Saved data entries
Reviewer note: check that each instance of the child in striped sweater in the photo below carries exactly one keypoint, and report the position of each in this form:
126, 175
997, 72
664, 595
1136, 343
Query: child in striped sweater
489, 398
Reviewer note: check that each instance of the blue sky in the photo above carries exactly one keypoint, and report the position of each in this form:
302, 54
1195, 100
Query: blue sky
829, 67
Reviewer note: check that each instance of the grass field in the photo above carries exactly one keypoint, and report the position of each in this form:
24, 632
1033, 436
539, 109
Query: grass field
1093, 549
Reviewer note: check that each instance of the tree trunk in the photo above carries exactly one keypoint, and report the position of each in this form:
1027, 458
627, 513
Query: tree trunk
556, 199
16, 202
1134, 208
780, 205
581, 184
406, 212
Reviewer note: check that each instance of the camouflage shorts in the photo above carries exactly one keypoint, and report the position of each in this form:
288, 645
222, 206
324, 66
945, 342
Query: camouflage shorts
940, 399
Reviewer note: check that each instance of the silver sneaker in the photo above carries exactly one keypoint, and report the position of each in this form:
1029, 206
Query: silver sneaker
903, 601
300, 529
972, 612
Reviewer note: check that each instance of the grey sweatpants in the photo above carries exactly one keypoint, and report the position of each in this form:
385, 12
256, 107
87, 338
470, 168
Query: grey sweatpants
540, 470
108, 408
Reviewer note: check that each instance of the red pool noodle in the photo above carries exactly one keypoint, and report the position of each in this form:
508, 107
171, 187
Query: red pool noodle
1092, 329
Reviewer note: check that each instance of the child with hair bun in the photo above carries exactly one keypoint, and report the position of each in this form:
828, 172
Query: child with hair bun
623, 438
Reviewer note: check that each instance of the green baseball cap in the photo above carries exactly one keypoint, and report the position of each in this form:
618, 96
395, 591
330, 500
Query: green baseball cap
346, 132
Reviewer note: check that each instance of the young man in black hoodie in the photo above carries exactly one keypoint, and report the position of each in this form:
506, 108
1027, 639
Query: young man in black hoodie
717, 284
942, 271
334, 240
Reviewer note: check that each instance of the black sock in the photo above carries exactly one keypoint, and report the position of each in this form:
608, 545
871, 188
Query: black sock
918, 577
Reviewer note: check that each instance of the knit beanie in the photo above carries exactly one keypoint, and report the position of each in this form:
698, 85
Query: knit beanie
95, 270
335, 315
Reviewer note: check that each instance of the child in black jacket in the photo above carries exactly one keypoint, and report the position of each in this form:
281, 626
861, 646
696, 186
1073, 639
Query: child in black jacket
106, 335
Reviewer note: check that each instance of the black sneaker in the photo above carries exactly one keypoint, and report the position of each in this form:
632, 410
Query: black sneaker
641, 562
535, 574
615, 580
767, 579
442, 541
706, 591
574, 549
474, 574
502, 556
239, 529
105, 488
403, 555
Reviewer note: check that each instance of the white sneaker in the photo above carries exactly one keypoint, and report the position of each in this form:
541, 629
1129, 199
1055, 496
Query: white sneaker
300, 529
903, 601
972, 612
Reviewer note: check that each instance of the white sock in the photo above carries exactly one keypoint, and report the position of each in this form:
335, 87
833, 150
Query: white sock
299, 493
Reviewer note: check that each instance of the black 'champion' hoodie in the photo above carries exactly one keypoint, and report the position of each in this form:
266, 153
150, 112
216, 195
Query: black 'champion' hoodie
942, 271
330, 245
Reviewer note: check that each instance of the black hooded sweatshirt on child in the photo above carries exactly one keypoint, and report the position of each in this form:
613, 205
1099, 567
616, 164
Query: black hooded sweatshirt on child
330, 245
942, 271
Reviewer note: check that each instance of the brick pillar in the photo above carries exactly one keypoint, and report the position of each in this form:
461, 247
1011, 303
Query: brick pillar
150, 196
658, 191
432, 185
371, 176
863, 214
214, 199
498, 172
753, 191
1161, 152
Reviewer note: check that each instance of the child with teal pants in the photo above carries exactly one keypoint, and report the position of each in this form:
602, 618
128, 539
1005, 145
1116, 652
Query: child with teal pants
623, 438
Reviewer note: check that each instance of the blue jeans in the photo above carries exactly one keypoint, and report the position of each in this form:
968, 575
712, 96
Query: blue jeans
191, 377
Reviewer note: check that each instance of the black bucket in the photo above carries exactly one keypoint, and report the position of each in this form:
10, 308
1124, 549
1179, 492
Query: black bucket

How to complete this task
Please find the lines in the data that contain the word "bucket" and copy them.

Answer to this problem
Reviewer note: check that each instance of the black bucket in the photo above carries exactly one keypoint, and report the position of each in this form:
Query: black bucket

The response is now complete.